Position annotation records
····················

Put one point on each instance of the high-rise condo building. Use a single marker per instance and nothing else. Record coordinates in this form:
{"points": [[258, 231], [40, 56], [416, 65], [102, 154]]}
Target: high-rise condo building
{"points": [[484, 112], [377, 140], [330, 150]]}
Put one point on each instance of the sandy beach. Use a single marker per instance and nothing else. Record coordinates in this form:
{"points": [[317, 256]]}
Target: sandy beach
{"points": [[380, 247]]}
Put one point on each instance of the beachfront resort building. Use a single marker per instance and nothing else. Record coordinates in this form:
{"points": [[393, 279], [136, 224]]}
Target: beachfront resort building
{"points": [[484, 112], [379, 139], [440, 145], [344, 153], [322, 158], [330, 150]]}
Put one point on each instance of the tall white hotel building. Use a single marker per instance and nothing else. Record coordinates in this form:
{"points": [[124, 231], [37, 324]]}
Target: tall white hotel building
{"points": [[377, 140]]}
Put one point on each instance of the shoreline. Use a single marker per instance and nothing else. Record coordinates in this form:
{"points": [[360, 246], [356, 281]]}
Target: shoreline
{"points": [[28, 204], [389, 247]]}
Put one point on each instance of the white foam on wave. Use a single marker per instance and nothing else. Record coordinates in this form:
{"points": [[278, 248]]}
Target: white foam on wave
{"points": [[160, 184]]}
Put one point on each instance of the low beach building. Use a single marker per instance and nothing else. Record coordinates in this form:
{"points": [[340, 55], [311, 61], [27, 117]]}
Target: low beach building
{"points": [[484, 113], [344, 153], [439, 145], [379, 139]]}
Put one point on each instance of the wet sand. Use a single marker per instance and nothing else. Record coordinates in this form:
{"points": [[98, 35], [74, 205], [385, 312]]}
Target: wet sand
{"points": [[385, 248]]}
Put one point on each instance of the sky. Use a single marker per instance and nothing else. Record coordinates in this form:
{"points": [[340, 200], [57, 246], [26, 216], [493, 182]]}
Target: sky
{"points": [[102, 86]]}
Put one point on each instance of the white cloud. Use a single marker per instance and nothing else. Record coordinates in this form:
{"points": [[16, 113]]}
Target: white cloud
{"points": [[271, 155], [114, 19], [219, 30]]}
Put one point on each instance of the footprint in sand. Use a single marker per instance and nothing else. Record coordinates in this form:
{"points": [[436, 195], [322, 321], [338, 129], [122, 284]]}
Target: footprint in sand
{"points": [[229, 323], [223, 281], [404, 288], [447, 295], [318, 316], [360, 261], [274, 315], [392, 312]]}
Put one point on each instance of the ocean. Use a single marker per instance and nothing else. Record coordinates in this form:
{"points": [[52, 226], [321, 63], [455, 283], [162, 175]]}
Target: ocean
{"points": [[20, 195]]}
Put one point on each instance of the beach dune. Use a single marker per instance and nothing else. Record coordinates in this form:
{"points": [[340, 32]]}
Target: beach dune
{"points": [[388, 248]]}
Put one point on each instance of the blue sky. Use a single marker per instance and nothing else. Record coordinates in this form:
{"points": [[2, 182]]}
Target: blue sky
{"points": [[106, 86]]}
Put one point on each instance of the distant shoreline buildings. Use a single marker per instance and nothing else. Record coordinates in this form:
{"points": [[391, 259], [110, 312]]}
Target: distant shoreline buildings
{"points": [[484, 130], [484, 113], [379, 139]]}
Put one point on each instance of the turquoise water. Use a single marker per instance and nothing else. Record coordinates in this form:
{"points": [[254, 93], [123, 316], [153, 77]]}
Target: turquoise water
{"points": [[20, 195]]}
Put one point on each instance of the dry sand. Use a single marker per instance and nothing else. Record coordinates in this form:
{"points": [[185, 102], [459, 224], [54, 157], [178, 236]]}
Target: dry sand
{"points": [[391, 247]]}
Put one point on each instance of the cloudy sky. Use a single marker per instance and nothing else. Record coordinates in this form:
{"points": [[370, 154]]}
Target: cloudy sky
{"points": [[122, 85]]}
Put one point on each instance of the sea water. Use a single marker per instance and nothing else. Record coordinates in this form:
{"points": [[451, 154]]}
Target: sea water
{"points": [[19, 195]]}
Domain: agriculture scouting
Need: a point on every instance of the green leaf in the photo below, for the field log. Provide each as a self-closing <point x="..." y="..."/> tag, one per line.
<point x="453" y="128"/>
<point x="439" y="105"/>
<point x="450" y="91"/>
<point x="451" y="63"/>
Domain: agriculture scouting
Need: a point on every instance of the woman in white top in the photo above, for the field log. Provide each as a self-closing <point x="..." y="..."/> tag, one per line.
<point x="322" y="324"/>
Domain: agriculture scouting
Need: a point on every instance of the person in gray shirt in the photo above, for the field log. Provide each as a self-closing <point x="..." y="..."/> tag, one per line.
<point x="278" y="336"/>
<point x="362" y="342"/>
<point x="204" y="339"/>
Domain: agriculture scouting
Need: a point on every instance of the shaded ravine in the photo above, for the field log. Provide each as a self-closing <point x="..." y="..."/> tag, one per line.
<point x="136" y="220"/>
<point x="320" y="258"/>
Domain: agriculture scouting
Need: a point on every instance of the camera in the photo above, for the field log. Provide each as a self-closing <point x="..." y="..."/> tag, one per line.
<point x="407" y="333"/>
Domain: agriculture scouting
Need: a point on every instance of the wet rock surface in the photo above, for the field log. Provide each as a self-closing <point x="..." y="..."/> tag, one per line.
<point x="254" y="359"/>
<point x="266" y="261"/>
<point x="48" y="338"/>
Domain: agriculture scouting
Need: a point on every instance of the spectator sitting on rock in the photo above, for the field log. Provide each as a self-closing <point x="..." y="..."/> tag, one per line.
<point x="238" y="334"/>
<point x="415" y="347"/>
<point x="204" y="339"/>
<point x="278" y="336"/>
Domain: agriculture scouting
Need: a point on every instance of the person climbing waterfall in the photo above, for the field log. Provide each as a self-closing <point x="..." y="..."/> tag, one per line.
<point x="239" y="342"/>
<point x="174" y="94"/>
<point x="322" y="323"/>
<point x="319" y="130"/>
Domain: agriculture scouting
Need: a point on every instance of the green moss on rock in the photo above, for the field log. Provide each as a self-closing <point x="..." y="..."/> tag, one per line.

····················

Pick out every line in the material above that contains the word "ocean", and copy each one.

Put one point on each instance of the ocean. Use a single marker per instance and nothing else. Record coordinates in this form:
Target: ocean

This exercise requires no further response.